*** Opening ENTRIES SHOWN ***
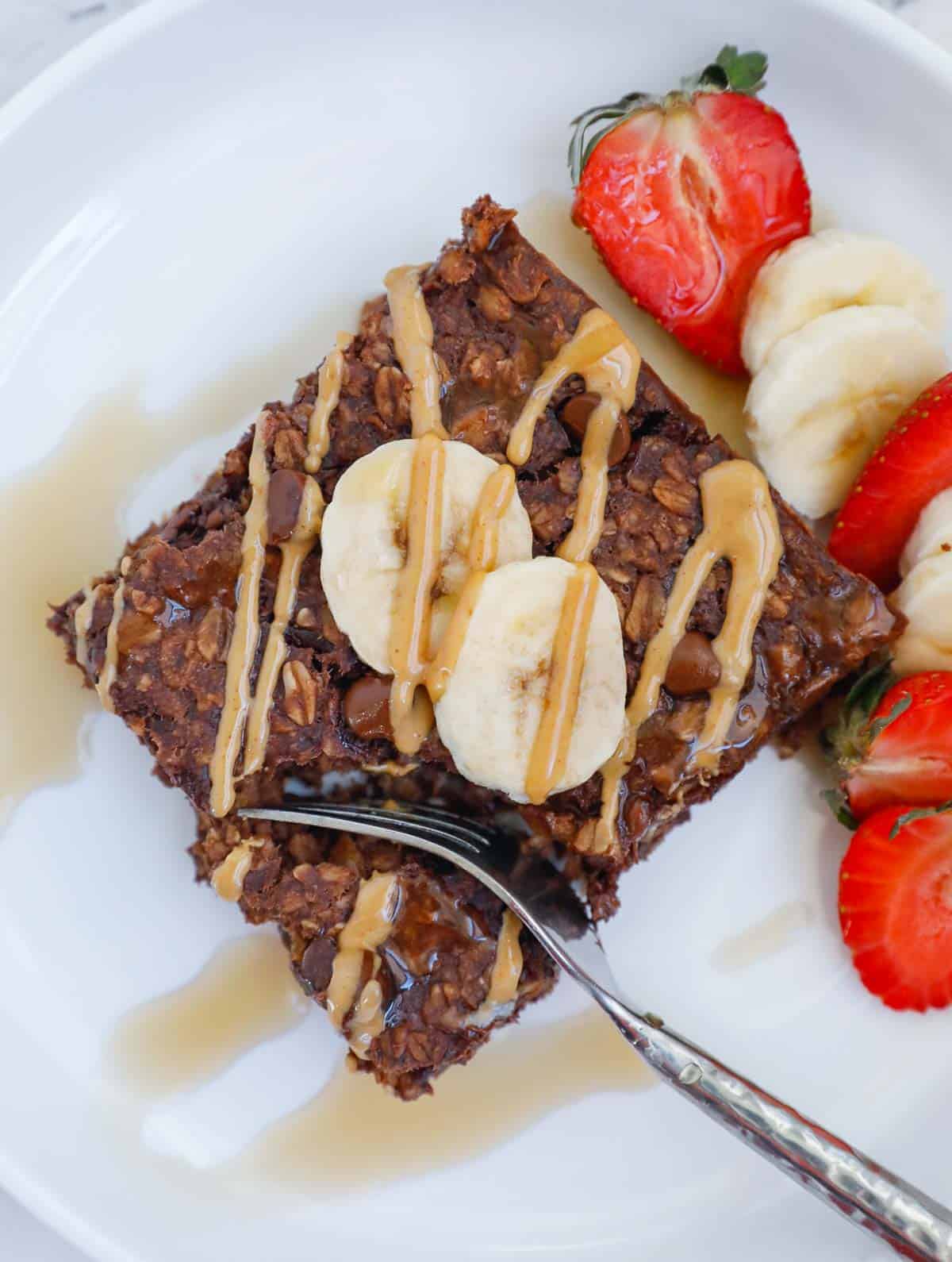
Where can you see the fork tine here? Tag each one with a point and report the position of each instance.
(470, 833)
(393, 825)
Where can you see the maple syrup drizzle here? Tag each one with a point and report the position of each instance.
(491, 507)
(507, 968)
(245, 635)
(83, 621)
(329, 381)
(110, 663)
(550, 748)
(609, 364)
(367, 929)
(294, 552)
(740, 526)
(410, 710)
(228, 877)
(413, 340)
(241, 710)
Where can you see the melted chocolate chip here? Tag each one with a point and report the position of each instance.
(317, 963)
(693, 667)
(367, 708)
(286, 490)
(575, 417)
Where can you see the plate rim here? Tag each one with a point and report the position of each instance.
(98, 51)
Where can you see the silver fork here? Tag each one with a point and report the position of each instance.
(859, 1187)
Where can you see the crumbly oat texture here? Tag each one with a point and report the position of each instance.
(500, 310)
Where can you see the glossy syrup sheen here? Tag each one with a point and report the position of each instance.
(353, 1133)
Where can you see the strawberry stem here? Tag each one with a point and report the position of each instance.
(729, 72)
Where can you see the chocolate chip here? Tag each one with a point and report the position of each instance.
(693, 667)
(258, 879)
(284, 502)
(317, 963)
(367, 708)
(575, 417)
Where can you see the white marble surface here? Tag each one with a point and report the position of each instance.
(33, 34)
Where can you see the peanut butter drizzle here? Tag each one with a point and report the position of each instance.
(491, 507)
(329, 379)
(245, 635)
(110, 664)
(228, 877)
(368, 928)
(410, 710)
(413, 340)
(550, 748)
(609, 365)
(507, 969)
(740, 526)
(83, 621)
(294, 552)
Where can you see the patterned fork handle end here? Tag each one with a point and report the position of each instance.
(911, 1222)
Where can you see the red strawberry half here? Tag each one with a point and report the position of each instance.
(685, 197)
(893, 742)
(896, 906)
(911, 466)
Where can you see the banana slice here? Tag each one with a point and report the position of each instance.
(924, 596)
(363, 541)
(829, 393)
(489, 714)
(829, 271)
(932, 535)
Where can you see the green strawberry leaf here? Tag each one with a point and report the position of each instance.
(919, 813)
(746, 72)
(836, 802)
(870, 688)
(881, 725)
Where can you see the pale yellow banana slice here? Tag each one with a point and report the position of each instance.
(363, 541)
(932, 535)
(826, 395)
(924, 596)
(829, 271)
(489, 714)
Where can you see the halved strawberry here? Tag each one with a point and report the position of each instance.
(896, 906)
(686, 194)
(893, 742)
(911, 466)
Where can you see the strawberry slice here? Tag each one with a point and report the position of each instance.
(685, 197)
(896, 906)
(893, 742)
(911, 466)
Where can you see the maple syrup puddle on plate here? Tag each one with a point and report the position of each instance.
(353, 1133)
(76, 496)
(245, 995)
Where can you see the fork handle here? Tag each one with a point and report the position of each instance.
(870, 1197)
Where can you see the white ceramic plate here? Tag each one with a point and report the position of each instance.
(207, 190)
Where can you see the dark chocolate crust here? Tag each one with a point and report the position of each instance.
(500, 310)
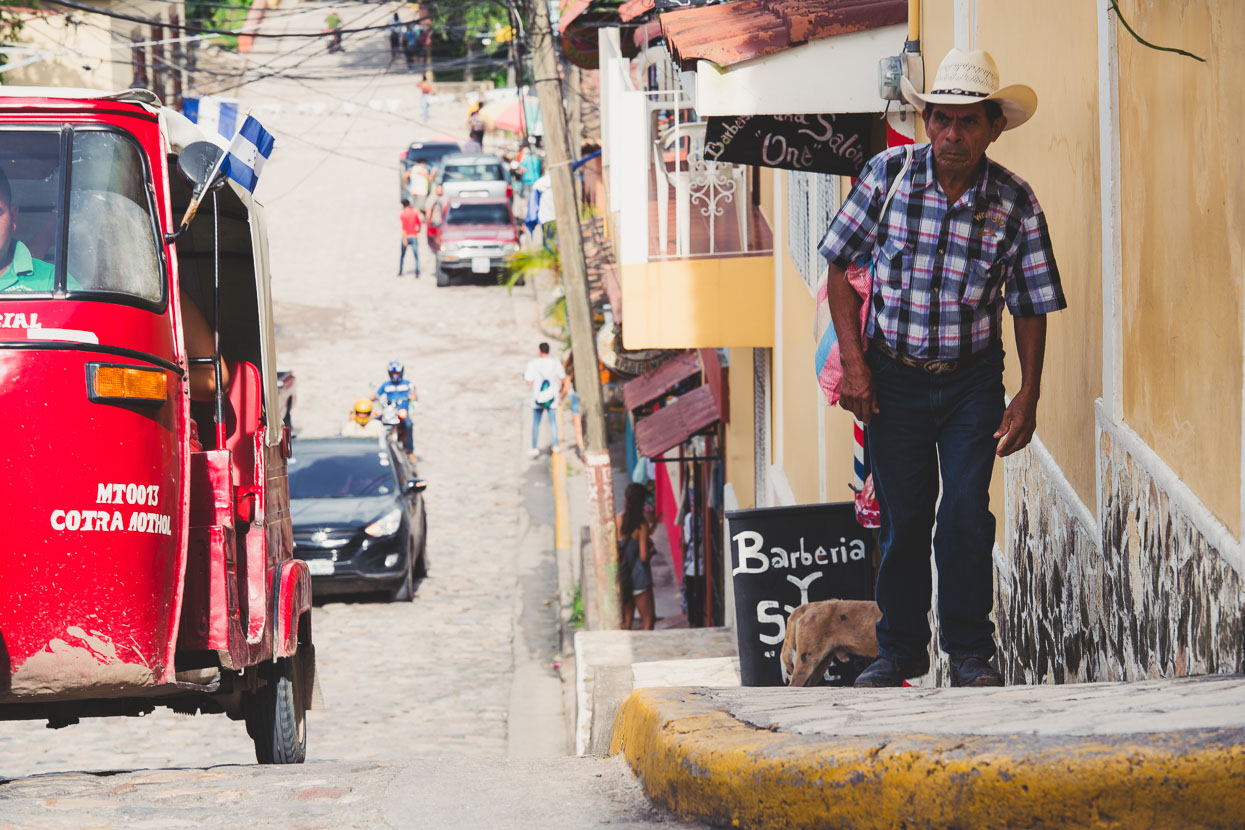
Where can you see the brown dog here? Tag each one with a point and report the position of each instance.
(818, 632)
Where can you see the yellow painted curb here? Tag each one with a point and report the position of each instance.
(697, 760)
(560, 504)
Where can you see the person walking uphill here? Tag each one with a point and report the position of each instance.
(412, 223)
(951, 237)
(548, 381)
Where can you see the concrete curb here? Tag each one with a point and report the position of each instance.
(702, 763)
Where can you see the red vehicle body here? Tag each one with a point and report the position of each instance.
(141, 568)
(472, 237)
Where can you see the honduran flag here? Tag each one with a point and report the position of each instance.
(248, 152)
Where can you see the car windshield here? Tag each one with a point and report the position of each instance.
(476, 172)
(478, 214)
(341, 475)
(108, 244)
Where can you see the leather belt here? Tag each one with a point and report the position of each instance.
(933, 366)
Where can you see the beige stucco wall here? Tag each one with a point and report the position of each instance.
*** Closing ENTRIES SHOWN ***
(WHAT THIS TASK INVOLVES): All the records need to be printed again exactly as written, though without their pictures.

(EXPECTED ANSWER):
Where can you see the fork tine here? Tag each one with a point and report the position of each instance.
(470, 833)
(393, 825)
Where can you see the maple syrup drizzle here? Tag each one with a point and report the position of each instance.
(491, 507)
(507, 968)
(245, 635)
(83, 621)
(329, 381)
(110, 663)
(550, 748)
(609, 364)
(367, 929)
(294, 552)
(740, 526)
(410, 710)
(228, 877)
(413, 340)
(241, 710)
Where can you see the melted chocolate chip here? Tag each one with a point and report the position of each instance.
(317, 963)
(693, 667)
(367, 708)
(286, 490)
(575, 417)
Where can you see the plate rim here? Tag each one with a point and report the position of each instance.
(98, 51)
Where can you see the silver fork here? Tag each one with a point and report the position of each instance.
(859, 1187)
Where can you see the crumbly oat texture here? Tag each one with a point and report the position of each instance.
(500, 310)
Where can you see the glossy syrup sheen here? Tag each one with a point and report the position of each instance.
(353, 1133)
Where can you see the strawberry stem here? Tag each one with a point and report the position of each instance.
(729, 72)
Where can you see the chocolate chip here? Tag each one with a point and report the position of each instance.
(693, 667)
(258, 879)
(284, 502)
(317, 963)
(367, 708)
(575, 417)
Where can you see the white marble surface here? Tag each one with a point and report the position of each instance.
(33, 34)
Where can you see the peanut butter drizzle here? Tag each one with a point and report the position of each instance.
(491, 507)
(329, 379)
(245, 635)
(110, 664)
(228, 877)
(368, 928)
(410, 710)
(413, 340)
(550, 748)
(609, 365)
(507, 969)
(740, 526)
(83, 621)
(294, 552)
Where can you see the patterned fork handle end here? Tag each one with a point and report the position of each instance.
(911, 1222)
Where can you see the red strawberry half here? Tag each one with a point and report the position of each instance.
(685, 197)
(893, 742)
(896, 906)
(911, 466)
Where can you see the banana slice here? Tag each one with a point and report the position of each instance.
(924, 596)
(363, 541)
(829, 393)
(489, 714)
(829, 271)
(932, 535)
Where can you see the green strawberry leaf here? Tag each one with a point and report the position of each instance.
(919, 813)
(746, 72)
(836, 802)
(870, 688)
(881, 725)
Where can you see the pale yellow banana slice here? Tag each one with a point and report the position of each instance.
(363, 541)
(932, 535)
(826, 395)
(924, 596)
(829, 271)
(489, 714)
Where can you see the halved strawberry here? Tag each one with a point and report the position of each instance.
(896, 906)
(686, 194)
(893, 742)
(911, 466)
Where can you see the strawberry slice here? Tag each one with a point and report the position of each instance.
(685, 197)
(896, 906)
(893, 742)
(911, 466)
Where can you see the maple syrup puddle on plate here? Tag each one with a point and report the position of each instance.
(353, 1133)
(76, 496)
(245, 995)
Where can you see the fork handle here? Tag each one with a point and report the position of each instance.
(870, 1197)
Where can you see the white ceramic plate here? Tag each one with a point and report the position of each instance.
(207, 190)
Where can you see the dark chocolate crust here? Tag each one with a point and report the position of each instance.
(500, 310)
Where can you see the brown dog here? Tag each one with a point and report the position of each instance.
(818, 632)
Where can you see the yellow painted curb here? Tag each one with a point and report the position of each instance.
(697, 760)
(560, 504)
Where can you see the person walking uphill here? Tag each one with a point and report the position of each instance.
(412, 223)
(951, 237)
(548, 381)
Where can you see the concrete curb here? Tag each one with a point and report the position of each instance.
(702, 763)
Where can you see the red vehicle body here? Tag each one with a point and report the position of each instance.
(141, 568)
(472, 237)
Where can you see the honduran flag here? Tag each one with a point and report the position of each instance.
(248, 152)
Where can you see the car windshield here? Tag each one with a point and report the position of each instance.
(476, 172)
(478, 214)
(341, 475)
(108, 244)
Where can you see the leather belt here? Tag each one with a point and report the position of each instance.
(933, 366)
Where can you see the beige stucco wall here? Tag each one with a point and report the position of each instance.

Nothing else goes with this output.